* _Excerpt provided_

Content starts

The ‘Fat Feeling’
Yesterday was my first day in the inpatient eating
disorders program. The first group I attended was the diabolical behavior
therapy (DBT) group. Yesterday’s topic was learning how to identify, express,
and tolerate our emotions.
With ED comes the expression, “I feel fat”. But wait…is
fat really a feeling? Is it an emotion like happiness or sadness? The truth is
that when we say that we feel fat, we are actually using this phrase to express
other emotions we are experiencing.
In my case, ‘feeling fat’ means that I am physically very
full. I am bloated. My stomach is loaded with food and I feel so disgusted at
myself for having eaten all that food. Mentally, it means I am struggling
because I know that I will gain weight. Emotionally, it means fear because I do
not want to become larger and be made fun of for my weight and shape. It means
feeling regret and guilt that I ate all that food; that I will be overweight
once again.

Content ends

* _Supplied data_
Content starts

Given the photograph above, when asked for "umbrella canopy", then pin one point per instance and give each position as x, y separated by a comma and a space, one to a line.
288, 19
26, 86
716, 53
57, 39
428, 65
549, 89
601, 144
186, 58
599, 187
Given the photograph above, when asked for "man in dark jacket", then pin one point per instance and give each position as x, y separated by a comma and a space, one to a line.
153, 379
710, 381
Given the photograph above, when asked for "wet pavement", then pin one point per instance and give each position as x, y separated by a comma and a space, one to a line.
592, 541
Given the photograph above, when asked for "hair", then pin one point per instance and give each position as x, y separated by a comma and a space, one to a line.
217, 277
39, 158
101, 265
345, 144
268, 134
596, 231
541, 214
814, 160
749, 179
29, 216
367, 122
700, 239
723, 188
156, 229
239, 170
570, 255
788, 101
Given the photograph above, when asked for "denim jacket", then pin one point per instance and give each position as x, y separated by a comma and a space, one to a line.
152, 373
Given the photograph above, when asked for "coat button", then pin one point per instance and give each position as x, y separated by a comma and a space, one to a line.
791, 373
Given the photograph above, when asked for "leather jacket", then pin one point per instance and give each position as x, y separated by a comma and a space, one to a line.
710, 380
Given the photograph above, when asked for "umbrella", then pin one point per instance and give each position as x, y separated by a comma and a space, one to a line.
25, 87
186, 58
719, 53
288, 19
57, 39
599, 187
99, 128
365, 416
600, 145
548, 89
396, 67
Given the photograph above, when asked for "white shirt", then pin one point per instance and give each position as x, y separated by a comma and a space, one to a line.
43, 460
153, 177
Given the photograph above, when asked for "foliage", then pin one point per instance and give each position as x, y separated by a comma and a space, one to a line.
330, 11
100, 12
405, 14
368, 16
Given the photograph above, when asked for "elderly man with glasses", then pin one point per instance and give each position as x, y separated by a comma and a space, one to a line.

Content ends

* _Work task A_
Repeat word for word the part of the post about feeling fat that runs from "The ‘Fat Feeling’" up to and including "we are experiencing.".
* _Work task B_
Carry on writing the post about feeling fat, picking up right after its last sentence.
You won't need the records for anything here.

* _Result A_
The ‘Fat Feeling’
Yesterday was my first day in the inpatient eating
disorders program. The first group I attended was the diabolical behavior
therapy (DBT) group. Yesterday’s topic was learning how to identify, express,
and tolerate our emotions.
With ED comes the expression, “I feel fat”. But wait…is
fat really a feeling? Is it an emotion like happiness or sadness? The truth is
that when we say that we feel fat, we are actually using this phrase to express
other emotions we are experiencing.

* _Result B_
Perhaps this is why I become so frustrated and angry with
people when they respond, ‘but you are NOT fat! You are so skinny!’. I get mad
because they simply don’t understand what I am saying. When I look into the
mirror, I do not see a fat girl. But I do see a girl who was once overweight
and had to work extremely hard to lose weight. I see a girl who is desperate
not to ever gain weight because she was previously made fun of for her body. I
see a soul who struggles everyday with these thoughts, fears, and misery. I see
a small body that has taken years to get to where it is now. I see the days
where I forbade myself from eating out of a desire to look thinner; to stop all
the teasing that I so often heard. I hear the rumbles of my stomach as I denied
it food, hoping to achieve the ‘thin look’. I see the sufferings of a girl who
has a constant voice in her head, telling her that she is going to get fat.
So, what is the solution? Well, perhaps for others,
simply knowing that by saying, ‘I feel fat’, I mean so much more than the
physical appearance. For me, it reminds me that I need to keep my emotions in
check. I need to focus on what I am really feeling (ex. Guilt, disgust,
bloating), and accept that right now, these emotions are normal. Recovery from
anorexia involves a bundle of emotions, often mixed up among each other. The
key, as I am trying to work on, is recognizing that it is OKAY to feel these
emotions. And that, with time, things will get better.